I just found a website called "Share Your Story Now.org"
One article there is called “Is There Humor in the Bible?”
I thought this person's comment there was quite humorous:
April 2nd, 2008 at 8:04 am
"My favorite–the one that cracks me up every time–is John 20:3-9. This is the most amazing moment in history for the disciples: they’re at Jesus’ tomb, and he’s *gone!* He has risen!
But notice the funny thing about this passage. The author, John (who was the youngest disciple and doesn’t ever refer to himself in the 1st person) points out that he got to the tomb first. Check it out:
vs. 3-4: So Peter and the other disciple [John] started for the tomb. Both were running, **but the other disciple outran Peter and reached the tomb first.**
vs. 6: Then Simon Peter, **who was behind him,** arrived and went into the tomb.
vs. 8: Finally the other disciple, **who had reached the tomb first,** also went inside.

Things to do -
a – Repeat, word for word, the stretch of the post about humor in the Bible from "But notice the" through "into the tomb.".
b – Write what comes next in the post about humor in the Bible, starting after its final sentence.
The data after this point comes from a separate source.

Supplied material -

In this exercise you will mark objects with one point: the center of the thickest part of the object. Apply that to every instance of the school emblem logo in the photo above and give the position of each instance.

The replies -
a –
But notice the funny thing about this passage. The author, John (who was the youngest disciple and doesn’t ever refer to himself in the 1st person) points out that he got to the tomb first. Check it out:
vs. 3-4: So Peter and the other disciple [John] started for the tomb. Both were running, **but the other disciple outran Peter and reached the tomb first.**
vs. 6: Then Simon Peter, **who was behind him,** arrived and went into the tomb.

b –
So John points out that he was faster than Peter. Not once, but THREE times!
Ha Ha! Who cares who got to the tomb first? That just cracks me up. It’s such a guy thing; even in the gospels, they’re competitive. :)"
So I decided I would add a couple examples of humor in the Bible myself:
The most hilarious verse in the Bible to me is in Proverbs, which was written by Solomon, who had a thousand wives. Just imagine a guy having all those wives around, and now listen to this verse:
“It is better to live in the corner of an attic than with a crabby woman in a lovely home.”
I also think God had a sense of humor when He sent the plagues against Egypt. Yahweh God (Jehovah) humiliated each of the Egyptian gods, one by one.
The Egyptians worshiped Hapi, the Egyptian god of the Nile. This Egyptian god was a water bearer: so Yahweh God turned the water to blood.
The Egyptians worshiped Heket, the Egyptian god of Fertility, Water and Renewal. Heket the Egyptian god had the head of a frog: so God had a plague of frogs come from the Nile River.
The Egyptians worshiped Geb, the Egyptian god of the Earth. The Egyptian god Geb was over the dust of the earth: so God caused a plague of lice to come from the dust of the earth.
The Egyptians worshiped Khepri, the Egyptian god of creation, movement of the Sun, and rebirth. Khepri the Egyptian god had the head of a fly:
so God sent swarms of flies.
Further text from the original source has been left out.